Task goal: Extract the data starting at the line that contains "task | place a point on the green" and ending at the line that contains "x=831, y=444", and reproduce those lines verbatim.
start Records for this exercise
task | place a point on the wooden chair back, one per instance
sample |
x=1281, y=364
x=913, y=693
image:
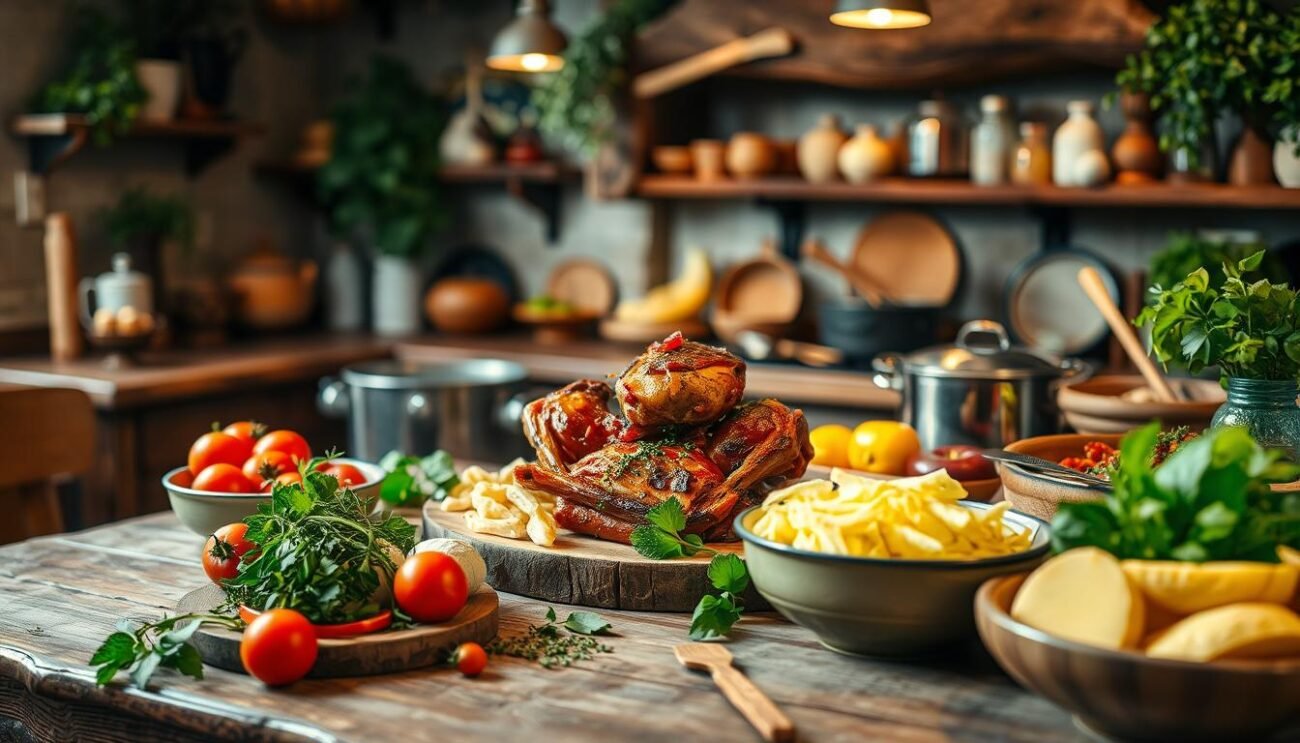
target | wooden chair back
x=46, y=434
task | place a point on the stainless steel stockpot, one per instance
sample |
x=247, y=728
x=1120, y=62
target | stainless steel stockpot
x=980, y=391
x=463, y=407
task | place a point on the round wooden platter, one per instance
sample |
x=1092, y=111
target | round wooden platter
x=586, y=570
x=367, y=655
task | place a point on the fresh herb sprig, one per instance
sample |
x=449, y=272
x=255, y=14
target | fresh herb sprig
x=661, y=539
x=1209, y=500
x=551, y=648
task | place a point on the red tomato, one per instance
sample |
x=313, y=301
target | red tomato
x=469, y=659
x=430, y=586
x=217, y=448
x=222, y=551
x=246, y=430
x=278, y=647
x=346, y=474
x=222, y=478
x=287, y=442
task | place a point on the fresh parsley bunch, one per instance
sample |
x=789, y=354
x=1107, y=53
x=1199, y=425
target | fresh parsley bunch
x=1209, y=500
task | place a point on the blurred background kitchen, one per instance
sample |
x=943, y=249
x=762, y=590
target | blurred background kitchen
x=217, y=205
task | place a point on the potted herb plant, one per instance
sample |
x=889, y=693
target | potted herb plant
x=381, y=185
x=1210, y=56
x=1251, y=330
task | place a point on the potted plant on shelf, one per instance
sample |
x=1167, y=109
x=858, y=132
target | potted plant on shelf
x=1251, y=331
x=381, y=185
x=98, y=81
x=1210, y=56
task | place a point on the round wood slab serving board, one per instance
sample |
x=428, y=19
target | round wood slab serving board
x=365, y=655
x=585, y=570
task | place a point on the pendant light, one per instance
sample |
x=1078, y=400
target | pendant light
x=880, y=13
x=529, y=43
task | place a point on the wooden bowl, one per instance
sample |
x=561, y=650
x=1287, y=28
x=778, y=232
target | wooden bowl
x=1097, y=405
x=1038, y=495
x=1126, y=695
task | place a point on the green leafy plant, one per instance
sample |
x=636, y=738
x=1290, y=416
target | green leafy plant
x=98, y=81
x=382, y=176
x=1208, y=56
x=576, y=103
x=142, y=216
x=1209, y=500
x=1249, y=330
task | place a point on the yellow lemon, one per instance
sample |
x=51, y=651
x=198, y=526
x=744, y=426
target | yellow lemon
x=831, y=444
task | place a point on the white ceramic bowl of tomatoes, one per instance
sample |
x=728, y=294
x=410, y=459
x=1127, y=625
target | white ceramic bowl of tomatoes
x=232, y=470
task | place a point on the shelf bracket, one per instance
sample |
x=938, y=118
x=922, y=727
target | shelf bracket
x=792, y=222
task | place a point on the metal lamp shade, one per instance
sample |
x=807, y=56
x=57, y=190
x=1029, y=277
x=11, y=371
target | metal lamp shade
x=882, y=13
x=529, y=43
end Records for this exercise
Answer to this task:
task | place a point on the green leafy plant, one per instance
sample |
x=636, y=738
x=1290, y=416
target | green leafy plant
x=98, y=81
x=382, y=176
x=1208, y=56
x=576, y=103
x=142, y=216
x=1209, y=500
x=1249, y=330
task | place a point on the yellow lemon, one per instance
sample |
x=51, y=651
x=198, y=526
x=744, y=426
target | yellow lemon
x=831, y=444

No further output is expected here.